▶ **TRECHO DA PÁGINA**:
São João e Morte Com Manuel Bandeira
As quadrilhas ganham figurinos elaborados, participam de concursos, buscam patrocínio. As empresas de turismo vendem maravilhosos pacotes, uma verdadeira caravana pelo nordeste, onde a ferocidade do cangaceiro jaz subserviente como um ícone na canga do mercado.
Tem noiva, noivo, padre, tudo tão estilizado que parece perder sua raiz na memória. E a comida arduamente preparada em tacho e pilão pode agora ser comprada na mercearia ao lado.
Recebi da grande amiga Sheylla este poema de Manuel Bandeira que havia lido na saída de minha adolescência. Hoje posso revê-lo sem nenhuma ambiguidade e rememorar todos aqueles que pularam fogueira comigo e que agora dormem o mesmo sono que um dia dormirei.
Eita velho "Mané", fonte inesgotável de reflexões sobre a minha e a sua mortalidade. Por que não, então, um São João com morte para celebrarmos a vida e a memória? Para tornar o gosto do milho mais intenso, para sentir mais forte o perfume do quentão, para cair nos braços da noiva da quadrilha é bom refletir com Bandeira!

▶ **MATERIAL FORNECIDO**:
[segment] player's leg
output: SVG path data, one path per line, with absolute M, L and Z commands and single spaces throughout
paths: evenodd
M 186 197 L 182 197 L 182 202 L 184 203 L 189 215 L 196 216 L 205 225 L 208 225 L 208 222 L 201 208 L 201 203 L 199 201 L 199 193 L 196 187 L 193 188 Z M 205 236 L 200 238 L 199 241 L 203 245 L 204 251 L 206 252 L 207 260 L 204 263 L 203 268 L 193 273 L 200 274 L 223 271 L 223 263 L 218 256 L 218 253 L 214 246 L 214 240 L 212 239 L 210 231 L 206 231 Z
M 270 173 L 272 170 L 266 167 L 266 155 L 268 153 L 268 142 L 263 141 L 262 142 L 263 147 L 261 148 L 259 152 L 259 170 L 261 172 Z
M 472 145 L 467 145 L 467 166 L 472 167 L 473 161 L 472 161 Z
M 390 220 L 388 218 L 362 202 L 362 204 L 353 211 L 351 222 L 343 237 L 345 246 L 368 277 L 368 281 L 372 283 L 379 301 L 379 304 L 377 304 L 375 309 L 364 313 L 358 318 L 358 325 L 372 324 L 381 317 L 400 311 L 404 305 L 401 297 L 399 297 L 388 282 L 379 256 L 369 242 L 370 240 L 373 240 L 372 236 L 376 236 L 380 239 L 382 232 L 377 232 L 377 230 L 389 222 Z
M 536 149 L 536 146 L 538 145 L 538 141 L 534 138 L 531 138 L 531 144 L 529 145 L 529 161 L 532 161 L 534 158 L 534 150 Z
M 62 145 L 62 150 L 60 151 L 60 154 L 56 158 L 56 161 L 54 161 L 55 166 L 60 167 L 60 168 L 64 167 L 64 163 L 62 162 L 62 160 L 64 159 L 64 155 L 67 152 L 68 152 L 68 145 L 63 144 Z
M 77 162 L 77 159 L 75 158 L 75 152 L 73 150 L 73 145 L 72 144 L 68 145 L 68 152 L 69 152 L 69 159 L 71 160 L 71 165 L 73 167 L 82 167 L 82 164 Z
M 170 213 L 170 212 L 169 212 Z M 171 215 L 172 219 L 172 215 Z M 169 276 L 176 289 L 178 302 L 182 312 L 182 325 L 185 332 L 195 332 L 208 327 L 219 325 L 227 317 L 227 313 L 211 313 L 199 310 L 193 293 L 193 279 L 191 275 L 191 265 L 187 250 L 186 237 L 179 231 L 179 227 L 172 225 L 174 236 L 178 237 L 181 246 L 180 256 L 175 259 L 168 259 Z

▶ **EXERCÍCIO PROPOSTO**:
Resuma em duas frases o trecho da página sobre o São João e Manuel Bandeira.

▶ **RESPOSTA CORRETA**:
As festas juninas ficaram tão estilizadas que parecem perder a raiz na memória, com quadrilhas de figurinos elaborados em concursos, pacotes turísticos pelo Nordeste e comidas antes feitas em tacho e pilão agora vendidas na mercearia. Ao rever um poema de Manuel Bandeira recebido da amiga Sheylla, o trecho recorda os que pularam fogueira juntos e hoje dormem o mesmo sono e propõe refletir sobre a mortalidade para celebrar a vida e a memória no São João.